» **Requirements**
• A. According to the cloister passage below, what Latin word is "cloister" derived from?
• B. Reproduce the part of the cloister passage between "Cloistered (or claustral)" and "such as German.", inclusive.
• C. Carry on the passage about cloisters below from the point where it ends.

A cloister (from Latin claustrum, "enclosure") is a covered walk, open gallery, or open arcade running along the walls of buildings and forming a quadrangle or garth. The attachment of a cloister to a cathedral or church, commonly against a warm southern flank, usually indicates that it is (or once was) part of a monastic foundation, "forming a continuous and solid architectural barrier... that effectively separates the world of the monks from that of the serfs and workmen, whose lives and works went forward outside and around the cloister."
Cloistered (or claustral) life is also another name for the monastic life of a monk or nun. The English term enclosure is used in contemporary Catholic church law translations to mean cloistered, and some form of the Latin parent word "claustrum" is frequently used as a metonymic name for monastery in languages such as German.

» **Extracted records**
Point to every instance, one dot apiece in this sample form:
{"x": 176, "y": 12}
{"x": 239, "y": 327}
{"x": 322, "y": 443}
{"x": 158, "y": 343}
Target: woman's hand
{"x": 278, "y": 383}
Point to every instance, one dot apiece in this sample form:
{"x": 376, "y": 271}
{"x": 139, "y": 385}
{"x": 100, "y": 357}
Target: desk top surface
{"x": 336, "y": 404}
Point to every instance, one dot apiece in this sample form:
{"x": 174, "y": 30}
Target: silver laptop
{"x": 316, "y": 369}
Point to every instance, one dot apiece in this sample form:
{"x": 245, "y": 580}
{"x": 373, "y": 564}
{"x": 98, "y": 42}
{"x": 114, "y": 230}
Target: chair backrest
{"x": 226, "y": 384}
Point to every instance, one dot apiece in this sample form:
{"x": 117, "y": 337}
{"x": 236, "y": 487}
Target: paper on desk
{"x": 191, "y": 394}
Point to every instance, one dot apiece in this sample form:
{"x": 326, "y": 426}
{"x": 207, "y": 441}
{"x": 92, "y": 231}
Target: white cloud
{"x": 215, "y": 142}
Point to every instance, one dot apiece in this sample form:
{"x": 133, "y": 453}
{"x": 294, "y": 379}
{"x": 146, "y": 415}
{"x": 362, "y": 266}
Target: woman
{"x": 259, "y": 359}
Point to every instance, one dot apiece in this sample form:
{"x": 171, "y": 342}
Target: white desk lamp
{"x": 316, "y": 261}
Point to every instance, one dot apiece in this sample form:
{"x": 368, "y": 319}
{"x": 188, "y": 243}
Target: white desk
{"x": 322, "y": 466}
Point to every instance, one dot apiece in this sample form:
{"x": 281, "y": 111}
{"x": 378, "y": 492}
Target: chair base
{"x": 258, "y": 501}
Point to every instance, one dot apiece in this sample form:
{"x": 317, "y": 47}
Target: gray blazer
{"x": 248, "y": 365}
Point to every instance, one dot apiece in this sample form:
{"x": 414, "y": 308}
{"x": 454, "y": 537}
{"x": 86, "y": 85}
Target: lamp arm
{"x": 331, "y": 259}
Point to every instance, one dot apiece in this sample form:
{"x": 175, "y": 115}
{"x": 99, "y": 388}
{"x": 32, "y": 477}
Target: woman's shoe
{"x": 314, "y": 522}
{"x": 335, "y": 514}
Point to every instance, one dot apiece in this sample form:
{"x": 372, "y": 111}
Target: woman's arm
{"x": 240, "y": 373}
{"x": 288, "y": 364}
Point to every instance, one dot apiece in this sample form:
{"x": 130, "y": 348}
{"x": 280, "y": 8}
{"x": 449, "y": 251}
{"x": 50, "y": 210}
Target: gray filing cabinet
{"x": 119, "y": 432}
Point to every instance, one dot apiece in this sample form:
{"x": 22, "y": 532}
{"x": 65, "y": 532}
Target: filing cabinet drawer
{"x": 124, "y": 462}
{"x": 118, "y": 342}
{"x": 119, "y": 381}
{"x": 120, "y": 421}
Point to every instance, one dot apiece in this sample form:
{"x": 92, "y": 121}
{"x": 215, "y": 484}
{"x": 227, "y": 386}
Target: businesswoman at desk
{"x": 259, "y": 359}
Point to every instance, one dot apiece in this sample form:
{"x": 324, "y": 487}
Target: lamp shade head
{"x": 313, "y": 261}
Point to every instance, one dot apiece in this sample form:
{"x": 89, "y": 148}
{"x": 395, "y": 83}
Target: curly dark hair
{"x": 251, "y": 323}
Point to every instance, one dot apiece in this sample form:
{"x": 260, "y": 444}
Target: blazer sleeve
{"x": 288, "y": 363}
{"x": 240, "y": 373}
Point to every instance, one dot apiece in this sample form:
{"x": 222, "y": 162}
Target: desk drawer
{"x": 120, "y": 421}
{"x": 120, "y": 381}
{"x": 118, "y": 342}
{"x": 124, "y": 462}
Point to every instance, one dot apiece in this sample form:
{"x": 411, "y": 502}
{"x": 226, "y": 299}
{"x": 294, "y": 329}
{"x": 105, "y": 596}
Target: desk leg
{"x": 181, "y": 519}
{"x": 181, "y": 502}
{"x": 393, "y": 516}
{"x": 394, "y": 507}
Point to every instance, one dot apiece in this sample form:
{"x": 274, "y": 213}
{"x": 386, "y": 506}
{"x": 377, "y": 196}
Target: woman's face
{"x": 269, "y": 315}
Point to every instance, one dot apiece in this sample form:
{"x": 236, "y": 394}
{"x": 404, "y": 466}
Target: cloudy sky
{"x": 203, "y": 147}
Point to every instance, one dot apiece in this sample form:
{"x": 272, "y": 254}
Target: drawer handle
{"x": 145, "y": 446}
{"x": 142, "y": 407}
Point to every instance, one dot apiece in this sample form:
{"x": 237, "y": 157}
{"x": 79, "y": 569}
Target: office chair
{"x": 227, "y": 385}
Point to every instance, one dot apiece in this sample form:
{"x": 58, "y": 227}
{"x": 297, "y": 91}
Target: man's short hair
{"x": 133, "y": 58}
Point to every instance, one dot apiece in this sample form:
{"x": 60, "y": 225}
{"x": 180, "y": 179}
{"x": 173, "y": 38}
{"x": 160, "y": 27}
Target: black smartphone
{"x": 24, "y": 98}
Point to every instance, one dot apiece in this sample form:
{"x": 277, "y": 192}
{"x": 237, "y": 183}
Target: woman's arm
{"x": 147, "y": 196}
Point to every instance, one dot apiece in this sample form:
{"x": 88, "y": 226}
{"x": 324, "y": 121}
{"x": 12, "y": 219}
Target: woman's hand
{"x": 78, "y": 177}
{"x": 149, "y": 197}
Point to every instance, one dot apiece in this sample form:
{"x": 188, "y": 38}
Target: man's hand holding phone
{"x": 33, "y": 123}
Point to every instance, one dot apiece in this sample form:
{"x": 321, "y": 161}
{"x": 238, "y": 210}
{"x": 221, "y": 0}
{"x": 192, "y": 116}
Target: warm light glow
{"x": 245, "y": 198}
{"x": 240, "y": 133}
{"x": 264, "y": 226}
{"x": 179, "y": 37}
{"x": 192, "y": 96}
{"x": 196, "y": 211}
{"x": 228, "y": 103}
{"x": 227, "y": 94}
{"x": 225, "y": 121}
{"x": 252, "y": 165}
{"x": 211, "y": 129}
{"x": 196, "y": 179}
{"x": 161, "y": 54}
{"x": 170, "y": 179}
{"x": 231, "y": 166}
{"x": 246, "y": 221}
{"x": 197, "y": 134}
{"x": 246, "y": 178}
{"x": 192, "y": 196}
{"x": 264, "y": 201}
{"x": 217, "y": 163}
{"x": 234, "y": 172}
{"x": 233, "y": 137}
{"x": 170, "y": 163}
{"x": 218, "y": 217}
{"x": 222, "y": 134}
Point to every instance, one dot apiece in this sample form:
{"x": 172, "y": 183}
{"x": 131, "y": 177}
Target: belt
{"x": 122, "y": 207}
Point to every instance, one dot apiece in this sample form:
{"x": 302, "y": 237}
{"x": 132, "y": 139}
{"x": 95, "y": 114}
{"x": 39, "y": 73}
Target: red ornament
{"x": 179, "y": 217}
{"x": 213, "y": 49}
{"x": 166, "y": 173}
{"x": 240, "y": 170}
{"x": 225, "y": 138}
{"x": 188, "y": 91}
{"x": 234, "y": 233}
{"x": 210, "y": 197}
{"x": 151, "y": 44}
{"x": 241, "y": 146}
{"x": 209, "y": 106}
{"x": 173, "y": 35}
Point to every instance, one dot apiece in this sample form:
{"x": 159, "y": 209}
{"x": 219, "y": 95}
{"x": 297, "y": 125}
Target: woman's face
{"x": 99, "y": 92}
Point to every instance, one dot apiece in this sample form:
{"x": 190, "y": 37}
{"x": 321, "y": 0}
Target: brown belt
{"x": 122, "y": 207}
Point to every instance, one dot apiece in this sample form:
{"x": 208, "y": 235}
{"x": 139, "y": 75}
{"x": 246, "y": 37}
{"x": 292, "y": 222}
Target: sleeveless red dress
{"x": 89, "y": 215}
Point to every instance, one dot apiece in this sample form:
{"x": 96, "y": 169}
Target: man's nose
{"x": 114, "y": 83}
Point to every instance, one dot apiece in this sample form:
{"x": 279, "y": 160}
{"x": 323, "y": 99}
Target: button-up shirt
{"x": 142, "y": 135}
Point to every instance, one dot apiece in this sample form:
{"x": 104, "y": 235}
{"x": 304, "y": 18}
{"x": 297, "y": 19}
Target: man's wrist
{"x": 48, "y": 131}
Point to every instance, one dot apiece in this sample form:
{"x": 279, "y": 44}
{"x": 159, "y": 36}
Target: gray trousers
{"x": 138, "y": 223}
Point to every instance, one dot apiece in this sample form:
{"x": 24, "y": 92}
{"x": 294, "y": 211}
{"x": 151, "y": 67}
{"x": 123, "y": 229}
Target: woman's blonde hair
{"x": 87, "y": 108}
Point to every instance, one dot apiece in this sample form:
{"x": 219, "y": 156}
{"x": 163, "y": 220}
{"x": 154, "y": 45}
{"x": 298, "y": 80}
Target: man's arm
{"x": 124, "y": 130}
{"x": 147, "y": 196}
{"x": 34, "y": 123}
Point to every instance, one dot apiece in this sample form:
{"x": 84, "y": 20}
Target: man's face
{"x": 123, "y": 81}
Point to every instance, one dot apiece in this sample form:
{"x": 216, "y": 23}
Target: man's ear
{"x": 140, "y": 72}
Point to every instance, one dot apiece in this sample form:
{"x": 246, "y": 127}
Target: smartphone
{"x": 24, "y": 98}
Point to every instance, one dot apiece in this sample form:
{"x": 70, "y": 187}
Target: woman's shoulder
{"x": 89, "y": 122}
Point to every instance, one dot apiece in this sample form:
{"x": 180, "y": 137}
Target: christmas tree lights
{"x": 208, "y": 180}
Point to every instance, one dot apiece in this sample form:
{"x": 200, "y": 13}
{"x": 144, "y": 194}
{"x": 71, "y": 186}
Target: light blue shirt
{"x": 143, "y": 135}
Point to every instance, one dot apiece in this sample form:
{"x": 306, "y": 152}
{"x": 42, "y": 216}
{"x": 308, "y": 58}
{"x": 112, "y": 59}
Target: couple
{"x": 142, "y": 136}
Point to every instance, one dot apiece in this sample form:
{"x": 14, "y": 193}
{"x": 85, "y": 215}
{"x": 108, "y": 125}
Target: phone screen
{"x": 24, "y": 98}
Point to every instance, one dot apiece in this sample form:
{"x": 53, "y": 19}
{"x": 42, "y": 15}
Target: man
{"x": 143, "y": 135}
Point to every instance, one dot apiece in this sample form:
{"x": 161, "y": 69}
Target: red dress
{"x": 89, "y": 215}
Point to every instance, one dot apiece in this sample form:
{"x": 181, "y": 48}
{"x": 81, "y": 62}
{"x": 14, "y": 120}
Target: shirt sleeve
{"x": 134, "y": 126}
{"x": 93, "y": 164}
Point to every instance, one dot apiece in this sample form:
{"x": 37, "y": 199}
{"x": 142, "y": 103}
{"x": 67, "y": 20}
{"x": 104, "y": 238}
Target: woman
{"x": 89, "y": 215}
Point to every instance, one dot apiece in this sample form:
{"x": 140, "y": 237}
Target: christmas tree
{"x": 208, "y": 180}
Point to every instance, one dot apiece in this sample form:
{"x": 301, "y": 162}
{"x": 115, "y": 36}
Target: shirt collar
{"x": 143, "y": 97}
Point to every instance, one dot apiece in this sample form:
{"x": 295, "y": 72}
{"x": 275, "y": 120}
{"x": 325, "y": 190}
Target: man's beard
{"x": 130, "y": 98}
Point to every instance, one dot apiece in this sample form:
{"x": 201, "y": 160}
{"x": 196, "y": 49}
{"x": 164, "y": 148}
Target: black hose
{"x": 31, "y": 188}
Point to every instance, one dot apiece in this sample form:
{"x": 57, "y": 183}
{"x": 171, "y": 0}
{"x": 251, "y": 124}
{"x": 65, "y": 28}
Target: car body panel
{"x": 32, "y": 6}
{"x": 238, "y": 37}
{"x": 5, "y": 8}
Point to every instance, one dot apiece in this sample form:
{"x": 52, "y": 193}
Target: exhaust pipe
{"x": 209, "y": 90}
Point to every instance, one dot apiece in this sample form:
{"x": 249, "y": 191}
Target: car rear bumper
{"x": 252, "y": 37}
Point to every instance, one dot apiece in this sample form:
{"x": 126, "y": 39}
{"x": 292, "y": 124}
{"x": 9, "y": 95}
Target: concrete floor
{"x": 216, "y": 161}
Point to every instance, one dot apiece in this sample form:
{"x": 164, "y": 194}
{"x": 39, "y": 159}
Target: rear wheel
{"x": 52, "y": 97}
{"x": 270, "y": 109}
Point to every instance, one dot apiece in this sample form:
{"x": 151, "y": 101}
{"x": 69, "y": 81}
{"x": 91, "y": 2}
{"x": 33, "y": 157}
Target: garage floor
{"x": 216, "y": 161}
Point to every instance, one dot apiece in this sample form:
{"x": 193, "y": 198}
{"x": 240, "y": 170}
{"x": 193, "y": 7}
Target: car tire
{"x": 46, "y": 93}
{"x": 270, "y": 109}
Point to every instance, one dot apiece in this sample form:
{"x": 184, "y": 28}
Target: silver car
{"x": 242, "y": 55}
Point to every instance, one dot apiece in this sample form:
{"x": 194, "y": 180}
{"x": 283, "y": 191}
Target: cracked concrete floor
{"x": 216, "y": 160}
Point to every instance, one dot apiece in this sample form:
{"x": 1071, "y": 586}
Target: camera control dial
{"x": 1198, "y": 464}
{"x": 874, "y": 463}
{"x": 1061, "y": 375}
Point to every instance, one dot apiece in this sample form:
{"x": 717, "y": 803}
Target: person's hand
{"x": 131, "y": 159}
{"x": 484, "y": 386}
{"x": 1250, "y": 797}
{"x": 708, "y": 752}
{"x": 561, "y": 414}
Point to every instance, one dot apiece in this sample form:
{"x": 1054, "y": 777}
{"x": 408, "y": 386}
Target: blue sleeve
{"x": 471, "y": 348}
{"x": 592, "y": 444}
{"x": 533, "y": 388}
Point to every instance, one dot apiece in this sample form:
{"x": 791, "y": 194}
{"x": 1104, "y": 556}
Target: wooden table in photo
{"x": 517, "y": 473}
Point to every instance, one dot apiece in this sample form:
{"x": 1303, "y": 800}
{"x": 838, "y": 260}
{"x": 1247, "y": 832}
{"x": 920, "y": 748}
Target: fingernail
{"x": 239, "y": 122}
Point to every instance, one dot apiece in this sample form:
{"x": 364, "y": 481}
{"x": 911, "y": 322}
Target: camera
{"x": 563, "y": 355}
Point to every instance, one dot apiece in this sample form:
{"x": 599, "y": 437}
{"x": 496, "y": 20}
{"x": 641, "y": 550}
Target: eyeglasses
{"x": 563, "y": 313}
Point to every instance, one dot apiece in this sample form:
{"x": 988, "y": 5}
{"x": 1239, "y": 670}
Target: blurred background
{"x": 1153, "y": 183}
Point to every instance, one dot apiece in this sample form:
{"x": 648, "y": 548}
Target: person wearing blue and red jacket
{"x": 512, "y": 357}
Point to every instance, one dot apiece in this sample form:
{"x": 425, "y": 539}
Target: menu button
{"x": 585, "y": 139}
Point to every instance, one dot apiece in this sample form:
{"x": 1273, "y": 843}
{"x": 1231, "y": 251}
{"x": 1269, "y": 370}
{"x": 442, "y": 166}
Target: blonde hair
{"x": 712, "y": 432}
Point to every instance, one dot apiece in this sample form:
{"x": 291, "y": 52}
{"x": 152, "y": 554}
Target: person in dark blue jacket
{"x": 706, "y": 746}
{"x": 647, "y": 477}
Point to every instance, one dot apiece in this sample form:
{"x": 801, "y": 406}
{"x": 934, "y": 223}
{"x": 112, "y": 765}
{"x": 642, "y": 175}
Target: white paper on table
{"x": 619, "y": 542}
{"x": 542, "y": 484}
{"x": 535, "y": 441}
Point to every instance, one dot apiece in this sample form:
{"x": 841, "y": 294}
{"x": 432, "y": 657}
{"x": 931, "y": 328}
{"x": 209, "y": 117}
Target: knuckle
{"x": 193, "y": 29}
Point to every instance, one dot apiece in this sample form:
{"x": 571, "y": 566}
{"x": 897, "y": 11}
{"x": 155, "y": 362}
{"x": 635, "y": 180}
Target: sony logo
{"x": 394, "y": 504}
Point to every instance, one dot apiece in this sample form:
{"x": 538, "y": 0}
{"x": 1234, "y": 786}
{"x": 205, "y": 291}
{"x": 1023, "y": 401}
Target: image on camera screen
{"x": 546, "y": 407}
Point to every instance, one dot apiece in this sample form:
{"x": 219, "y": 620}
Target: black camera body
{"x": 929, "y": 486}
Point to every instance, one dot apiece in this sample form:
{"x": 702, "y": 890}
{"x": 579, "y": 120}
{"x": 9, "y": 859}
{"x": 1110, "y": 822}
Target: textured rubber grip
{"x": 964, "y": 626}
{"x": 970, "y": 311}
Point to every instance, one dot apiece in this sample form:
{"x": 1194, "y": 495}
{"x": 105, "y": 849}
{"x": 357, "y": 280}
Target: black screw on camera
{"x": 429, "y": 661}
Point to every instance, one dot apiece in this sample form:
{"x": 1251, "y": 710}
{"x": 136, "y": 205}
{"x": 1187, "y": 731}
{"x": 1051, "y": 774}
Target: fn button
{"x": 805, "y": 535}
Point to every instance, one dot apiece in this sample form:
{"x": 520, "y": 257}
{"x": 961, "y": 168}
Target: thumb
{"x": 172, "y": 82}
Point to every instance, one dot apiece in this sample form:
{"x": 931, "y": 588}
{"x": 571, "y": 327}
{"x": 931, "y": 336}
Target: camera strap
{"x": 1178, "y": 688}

» **Exercise results**
• A. Claustrum, meaning "enclosure."

• B.
Cloistered (or claustral) life is also another name for the monastic life of a monk or nun. The English term enclosure is used in contemporary Catholic church law translations to mean cloistered, and some form of the Latin parent word "claustrum" is frequently used as a metonymic name for monastery in languages such as German.

• C.
History of the cloister
Historically, the early medieval cloister had several antecedents: the peristyle court of the Greco-Roman domus, the atrium and its expanded version that served as forecourt to early Christian basilicas, and certain semi-galleried courts attached to the flanks of early Syrian churches. Walter Horn suggests that the earliest coenobitic communities, which were established in Egypt by Saint Pachomius circa AD 320, did not result in cloister construction, as there were no lay serfs attached to the community of monks, and thus no need for separation within the walled community; Horn finds the earliest prototypical cloisters in some exceptional late fifth-century monastic churches in southern Syria, such as the Convent of Saints Sergius and Bacchus, at Umm-is-Surab (AD 489), and the colonnaded forecourt of the convent of Id-Dêr, but nothing similar appeared in the semi-eremitic Irish monasteries' clustered roundhouses nor in the earliest Benedictine collective communities of the West.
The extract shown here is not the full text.